START Stored records

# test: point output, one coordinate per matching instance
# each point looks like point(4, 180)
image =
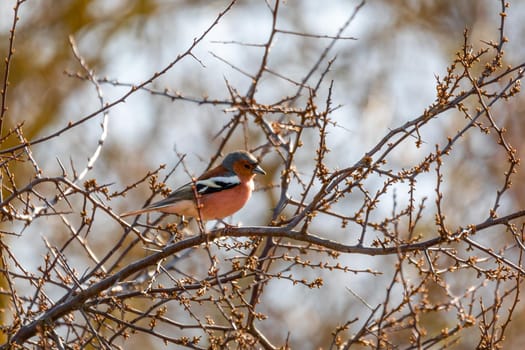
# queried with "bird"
point(216, 194)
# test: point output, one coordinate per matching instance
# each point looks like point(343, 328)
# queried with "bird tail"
point(136, 212)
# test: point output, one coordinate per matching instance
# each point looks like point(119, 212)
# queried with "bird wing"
point(203, 187)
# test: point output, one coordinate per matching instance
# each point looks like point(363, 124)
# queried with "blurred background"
point(382, 79)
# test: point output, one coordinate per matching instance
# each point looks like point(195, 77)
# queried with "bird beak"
point(259, 170)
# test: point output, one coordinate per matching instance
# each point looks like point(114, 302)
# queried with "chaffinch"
point(221, 191)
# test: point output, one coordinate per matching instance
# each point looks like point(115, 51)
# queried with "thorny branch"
point(207, 287)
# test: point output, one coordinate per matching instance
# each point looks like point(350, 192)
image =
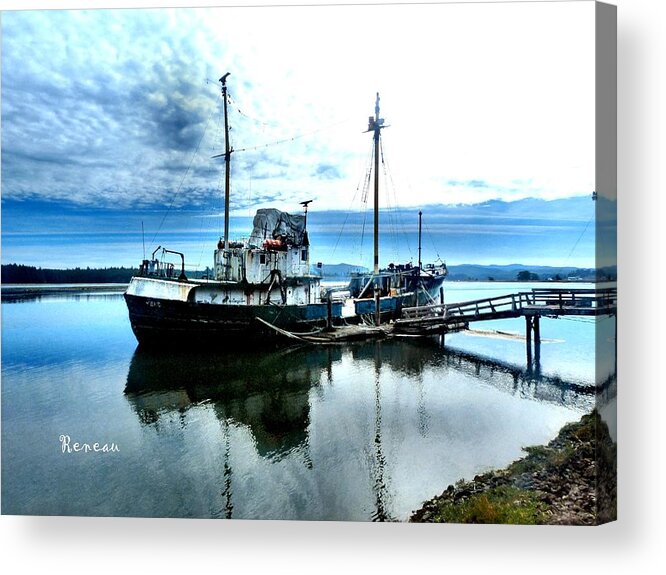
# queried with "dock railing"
point(541, 301)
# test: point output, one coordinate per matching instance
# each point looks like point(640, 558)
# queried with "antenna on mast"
point(227, 161)
point(375, 125)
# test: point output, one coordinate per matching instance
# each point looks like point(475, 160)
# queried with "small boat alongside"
point(262, 287)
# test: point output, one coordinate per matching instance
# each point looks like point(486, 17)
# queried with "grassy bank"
point(570, 481)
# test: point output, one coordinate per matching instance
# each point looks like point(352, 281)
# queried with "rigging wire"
point(394, 219)
point(363, 181)
point(182, 180)
point(579, 238)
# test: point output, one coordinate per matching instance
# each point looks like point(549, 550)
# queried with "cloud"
point(121, 108)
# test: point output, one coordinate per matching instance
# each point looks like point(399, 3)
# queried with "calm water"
point(362, 432)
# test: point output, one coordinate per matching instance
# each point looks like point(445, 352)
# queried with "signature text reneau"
point(68, 446)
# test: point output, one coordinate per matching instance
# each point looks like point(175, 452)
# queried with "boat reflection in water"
point(334, 432)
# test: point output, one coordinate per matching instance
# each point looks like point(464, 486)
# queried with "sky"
point(111, 119)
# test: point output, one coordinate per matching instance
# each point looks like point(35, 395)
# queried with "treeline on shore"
point(21, 274)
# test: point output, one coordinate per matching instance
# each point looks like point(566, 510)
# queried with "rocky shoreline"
point(571, 481)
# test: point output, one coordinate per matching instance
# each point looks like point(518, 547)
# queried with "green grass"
point(506, 505)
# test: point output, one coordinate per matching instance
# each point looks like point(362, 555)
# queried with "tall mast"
point(227, 161)
point(375, 124)
point(420, 214)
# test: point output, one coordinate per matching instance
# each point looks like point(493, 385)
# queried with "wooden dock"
point(441, 318)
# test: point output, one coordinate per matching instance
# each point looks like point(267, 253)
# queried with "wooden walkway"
point(532, 305)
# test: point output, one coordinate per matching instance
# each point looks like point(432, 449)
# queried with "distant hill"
point(21, 274)
point(474, 272)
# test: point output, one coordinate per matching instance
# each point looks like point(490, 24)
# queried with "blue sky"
point(110, 118)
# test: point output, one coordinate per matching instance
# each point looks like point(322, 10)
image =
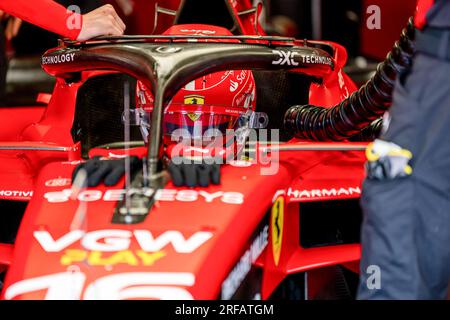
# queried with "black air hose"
point(358, 111)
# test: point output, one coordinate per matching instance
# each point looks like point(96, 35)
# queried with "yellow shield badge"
point(277, 222)
point(194, 99)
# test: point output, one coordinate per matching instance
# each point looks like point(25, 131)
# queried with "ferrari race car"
point(283, 220)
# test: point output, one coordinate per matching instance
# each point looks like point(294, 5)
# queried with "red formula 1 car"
point(283, 222)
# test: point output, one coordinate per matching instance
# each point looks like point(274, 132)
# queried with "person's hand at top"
point(103, 21)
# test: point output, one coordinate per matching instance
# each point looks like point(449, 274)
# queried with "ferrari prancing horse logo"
point(194, 99)
point(277, 222)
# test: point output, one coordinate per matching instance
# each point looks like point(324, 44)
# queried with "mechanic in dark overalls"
point(406, 195)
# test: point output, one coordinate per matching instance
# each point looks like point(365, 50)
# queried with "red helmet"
point(208, 106)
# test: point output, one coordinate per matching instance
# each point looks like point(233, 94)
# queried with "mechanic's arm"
point(52, 16)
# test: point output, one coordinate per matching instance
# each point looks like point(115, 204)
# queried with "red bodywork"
point(188, 246)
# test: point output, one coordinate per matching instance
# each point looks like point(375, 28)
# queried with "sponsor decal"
point(165, 195)
point(15, 193)
point(241, 163)
point(323, 193)
point(240, 78)
point(58, 182)
point(98, 258)
point(60, 58)
point(199, 32)
point(277, 224)
point(313, 59)
point(286, 58)
point(233, 86)
point(115, 240)
point(167, 49)
point(194, 116)
point(71, 285)
point(238, 274)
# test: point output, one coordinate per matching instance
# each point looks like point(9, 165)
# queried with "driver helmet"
point(208, 106)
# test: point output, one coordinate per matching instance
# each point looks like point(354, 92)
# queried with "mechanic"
point(54, 17)
point(406, 200)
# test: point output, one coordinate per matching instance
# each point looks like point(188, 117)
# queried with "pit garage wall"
point(375, 43)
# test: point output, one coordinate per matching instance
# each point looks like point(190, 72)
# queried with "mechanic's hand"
point(107, 171)
point(192, 174)
point(103, 21)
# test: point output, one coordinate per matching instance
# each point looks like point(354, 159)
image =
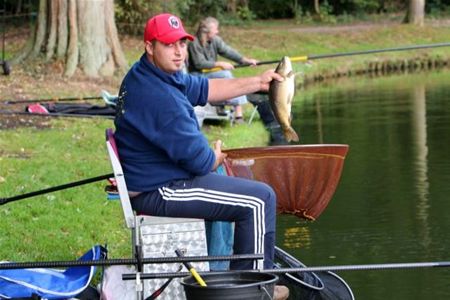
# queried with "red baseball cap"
point(165, 28)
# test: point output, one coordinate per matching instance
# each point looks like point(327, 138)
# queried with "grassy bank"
point(47, 152)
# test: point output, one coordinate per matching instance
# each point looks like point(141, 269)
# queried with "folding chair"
point(157, 236)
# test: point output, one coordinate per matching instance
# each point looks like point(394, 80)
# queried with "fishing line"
point(312, 57)
point(56, 188)
point(10, 112)
point(303, 269)
point(124, 261)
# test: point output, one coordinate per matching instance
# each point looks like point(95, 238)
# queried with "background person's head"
point(165, 42)
point(207, 29)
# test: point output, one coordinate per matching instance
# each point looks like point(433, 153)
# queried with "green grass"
point(63, 225)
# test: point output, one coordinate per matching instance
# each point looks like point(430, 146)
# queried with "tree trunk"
point(83, 32)
point(416, 12)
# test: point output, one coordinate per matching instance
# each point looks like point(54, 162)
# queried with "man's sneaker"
point(280, 292)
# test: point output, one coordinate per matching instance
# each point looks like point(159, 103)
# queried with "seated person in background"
point(203, 53)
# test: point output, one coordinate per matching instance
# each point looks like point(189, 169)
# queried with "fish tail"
point(291, 135)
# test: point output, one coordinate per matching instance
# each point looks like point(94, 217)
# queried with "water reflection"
point(419, 126)
point(392, 202)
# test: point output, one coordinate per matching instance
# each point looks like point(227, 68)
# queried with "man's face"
point(168, 57)
point(213, 30)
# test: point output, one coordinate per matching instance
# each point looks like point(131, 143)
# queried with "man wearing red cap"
point(168, 164)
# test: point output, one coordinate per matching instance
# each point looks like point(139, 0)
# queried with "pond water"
point(392, 204)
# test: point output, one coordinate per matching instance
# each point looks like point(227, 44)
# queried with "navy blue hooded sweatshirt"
point(157, 133)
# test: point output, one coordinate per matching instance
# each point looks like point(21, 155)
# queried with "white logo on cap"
point(173, 22)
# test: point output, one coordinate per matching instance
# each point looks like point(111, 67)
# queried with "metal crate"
point(159, 237)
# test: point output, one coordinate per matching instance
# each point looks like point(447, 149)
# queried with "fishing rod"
point(56, 188)
point(55, 99)
point(9, 112)
point(439, 264)
point(312, 57)
point(124, 261)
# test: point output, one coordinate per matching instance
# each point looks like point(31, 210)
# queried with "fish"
point(281, 95)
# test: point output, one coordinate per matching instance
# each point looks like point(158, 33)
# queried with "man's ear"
point(149, 48)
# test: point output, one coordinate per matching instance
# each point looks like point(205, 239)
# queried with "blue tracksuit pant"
point(250, 204)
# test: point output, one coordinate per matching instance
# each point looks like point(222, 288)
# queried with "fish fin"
point(291, 135)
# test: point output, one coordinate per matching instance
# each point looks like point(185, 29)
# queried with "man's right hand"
point(224, 65)
point(219, 155)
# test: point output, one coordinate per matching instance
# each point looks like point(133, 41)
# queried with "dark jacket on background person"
point(204, 57)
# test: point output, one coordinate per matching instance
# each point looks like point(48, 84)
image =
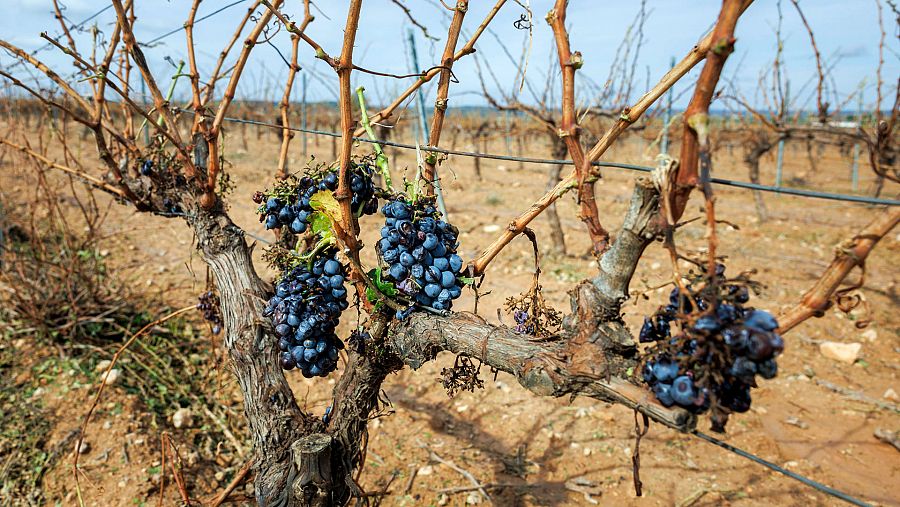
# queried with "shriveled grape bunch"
point(419, 251)
point(305, 309)
point(209, 304)
point(712, 363)
point(310, 294)
point(288, 205)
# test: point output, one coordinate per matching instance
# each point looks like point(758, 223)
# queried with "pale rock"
point(844, 352)
point(112, 377)
point(183, 418)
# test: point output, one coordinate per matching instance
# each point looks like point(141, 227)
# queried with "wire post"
point(779, 164)
point(303, 115)
point(423, 124)
point(667, 117)
point(854, 171)
point(508, 149)
point(144, 103)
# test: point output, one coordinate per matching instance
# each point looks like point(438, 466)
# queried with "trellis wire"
point(211, 14)
point(772, 466)
point(814, 194)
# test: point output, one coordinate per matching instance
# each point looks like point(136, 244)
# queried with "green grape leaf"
point(386, 288)
point(319, 223)
point(325, 202)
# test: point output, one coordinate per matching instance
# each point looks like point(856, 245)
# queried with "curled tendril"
point(522, 23)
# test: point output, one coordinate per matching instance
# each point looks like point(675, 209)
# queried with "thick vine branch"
point(349, 224)
point(569, 130)
point(440, 104)
point(696, 116)
point(541, 367)
point(848, 255)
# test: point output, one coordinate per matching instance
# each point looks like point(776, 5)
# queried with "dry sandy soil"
point(541, 451)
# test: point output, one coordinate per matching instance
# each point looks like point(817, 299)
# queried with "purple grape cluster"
point(522, 326)
point(420, 251)
point(713, 363)
point(293, 211)
point(209, 305)
point(305, 309)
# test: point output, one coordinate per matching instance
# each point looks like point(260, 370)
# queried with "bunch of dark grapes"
point(712, 364)
point(305, 309)
point(420, 251)
point(522, 326)
point(292, 209)
point(209, 305)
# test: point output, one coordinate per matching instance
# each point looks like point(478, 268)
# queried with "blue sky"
point(845, 29)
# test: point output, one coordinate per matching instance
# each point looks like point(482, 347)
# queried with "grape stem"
point(381, 160)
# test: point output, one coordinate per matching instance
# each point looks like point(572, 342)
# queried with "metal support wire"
point(615, 165)
point(211, 14)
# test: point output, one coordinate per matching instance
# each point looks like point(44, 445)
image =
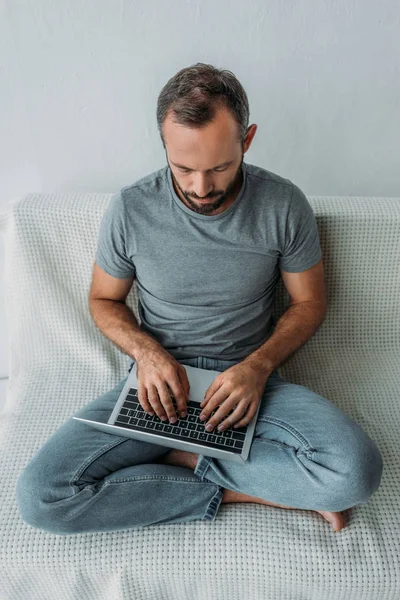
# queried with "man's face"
point(209, 184)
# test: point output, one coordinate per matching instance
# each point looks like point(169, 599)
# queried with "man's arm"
point(118, 323)
point(294, 328)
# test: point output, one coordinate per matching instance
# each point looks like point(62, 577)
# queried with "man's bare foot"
point(336, 519)
point(181, 458)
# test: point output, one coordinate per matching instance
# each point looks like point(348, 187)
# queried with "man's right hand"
point(155, 370)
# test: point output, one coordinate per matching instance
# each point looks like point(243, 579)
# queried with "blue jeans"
point(306, 453)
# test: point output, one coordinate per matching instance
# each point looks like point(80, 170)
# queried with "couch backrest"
point(50, 244)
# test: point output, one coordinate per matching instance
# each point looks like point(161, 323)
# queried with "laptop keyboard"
point(189, 428)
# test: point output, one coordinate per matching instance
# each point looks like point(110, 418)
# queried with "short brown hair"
point(195, 93)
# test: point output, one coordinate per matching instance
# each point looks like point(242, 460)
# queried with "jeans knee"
point(34, 510)
point(364, 473)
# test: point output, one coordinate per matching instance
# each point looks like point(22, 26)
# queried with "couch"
point(59, 361)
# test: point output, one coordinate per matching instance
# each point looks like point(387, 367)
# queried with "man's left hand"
point(240, 386)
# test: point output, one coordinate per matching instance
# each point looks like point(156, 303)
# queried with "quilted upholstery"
point(59, 361)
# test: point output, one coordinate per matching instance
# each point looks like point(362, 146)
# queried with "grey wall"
point(79, 82)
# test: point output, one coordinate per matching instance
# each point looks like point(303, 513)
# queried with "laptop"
point(129, 419)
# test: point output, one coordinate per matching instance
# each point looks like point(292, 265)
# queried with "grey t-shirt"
point(206, 284)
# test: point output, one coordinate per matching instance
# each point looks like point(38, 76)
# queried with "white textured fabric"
point(59, 361)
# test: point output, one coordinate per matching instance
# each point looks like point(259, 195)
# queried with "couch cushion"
point(60, 361)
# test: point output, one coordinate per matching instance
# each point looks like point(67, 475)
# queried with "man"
point(206, 239)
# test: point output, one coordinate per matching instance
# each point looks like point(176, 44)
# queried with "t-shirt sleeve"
point(302, 248)
point(111, 250)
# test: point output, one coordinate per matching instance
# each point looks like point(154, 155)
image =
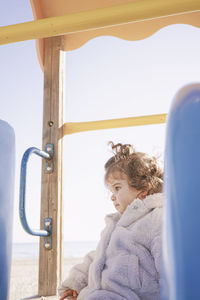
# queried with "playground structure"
point(61, 28)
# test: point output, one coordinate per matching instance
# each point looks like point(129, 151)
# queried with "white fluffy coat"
point(126, 263)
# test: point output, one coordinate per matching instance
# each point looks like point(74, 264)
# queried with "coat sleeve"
point(78, 276)
point(156, 242)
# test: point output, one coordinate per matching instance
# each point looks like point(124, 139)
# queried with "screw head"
point(47, 245)
point(50, 123)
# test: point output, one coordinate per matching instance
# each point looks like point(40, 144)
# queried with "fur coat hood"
point(126, 263)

END Stored records

- **What you are asked to do**:
Copy the data above word for word, from the very beginning through the line containing "point(203, 187)", and leave the pictures out of your copy.

- **Answer to this task**:
# test: point output, one coordinate per matching instance
# each point looks like point(4, 180)
image =
# queried with "bird"
point(216, 194)
# test: point output, one coordinate per matching instance
# each point looks like point(343, 328)
# queried with "bird tail"
point(136, 212)
# test: point output, one coordinate per matching instance
# each point looks like point(119, 212)
# queried with "bird wing"
point(203, 187)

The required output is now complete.